___ Selected passage
IN THIS ARTICLE
Welcome back! In our first Ohm post, we introduced Ohm and built our very own parser to handle numbers in various formats. In our second post, we turned our parser into a real arithmetic language with binary operations and symbols. Today we will give our language code blocks and conditionals.
Code Cleanup
The first thing our language needs is a name. I’m a fan of cats, but Cat and Kitten are already used by existing languages so I’m going to call our new language Meow. However, before we dive into new features features, let’s do a little refactoring.
______
● **Aim of the exercise**
Copy the part of the Ohm language article from "IN THIS ARTICLE" to "a little refactoring.", word for word. The records that come next are separate material, unrelated to the Ohm language article.
___ Stored records
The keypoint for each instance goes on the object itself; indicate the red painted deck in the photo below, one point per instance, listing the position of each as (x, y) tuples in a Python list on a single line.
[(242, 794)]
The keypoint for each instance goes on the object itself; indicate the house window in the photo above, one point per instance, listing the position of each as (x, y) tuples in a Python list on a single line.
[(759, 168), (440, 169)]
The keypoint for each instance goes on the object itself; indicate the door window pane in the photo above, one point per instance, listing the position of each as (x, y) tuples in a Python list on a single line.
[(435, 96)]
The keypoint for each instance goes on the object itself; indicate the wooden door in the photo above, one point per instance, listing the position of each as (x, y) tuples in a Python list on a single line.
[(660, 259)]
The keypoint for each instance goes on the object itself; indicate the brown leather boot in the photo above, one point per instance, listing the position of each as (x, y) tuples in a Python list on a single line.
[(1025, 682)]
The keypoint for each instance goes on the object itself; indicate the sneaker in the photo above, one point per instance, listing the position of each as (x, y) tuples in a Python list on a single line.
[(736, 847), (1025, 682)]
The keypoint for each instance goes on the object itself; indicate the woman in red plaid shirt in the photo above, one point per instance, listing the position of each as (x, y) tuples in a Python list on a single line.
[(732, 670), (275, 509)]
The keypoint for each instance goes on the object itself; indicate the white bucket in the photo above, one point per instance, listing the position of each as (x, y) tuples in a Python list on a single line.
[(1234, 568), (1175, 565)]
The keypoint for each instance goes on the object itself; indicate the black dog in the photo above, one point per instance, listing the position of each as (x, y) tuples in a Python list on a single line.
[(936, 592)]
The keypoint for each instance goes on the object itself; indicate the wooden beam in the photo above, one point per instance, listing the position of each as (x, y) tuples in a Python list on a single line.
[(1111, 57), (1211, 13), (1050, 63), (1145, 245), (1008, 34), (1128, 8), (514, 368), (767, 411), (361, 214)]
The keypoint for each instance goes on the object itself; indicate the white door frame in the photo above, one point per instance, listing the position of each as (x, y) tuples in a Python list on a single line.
______
● **Response to this exercise**
IN THIS ARTICLE
Welcome back! In our first Ohm post, we introduced Ohm and built our very own parser to handle numbers in various formats. In our second post, we turned our parser into a real arithmetic language with binary operations and symbols. Today we will give our language code blocks and conditionals.
Code Cleanup
The first thing our language needs is a name. I’m a fan of cats, but Cat and Kitten are already used by existing languages so I’m going to call our new language Meow. However, before we dive into new features features, let’s do a little refactoring.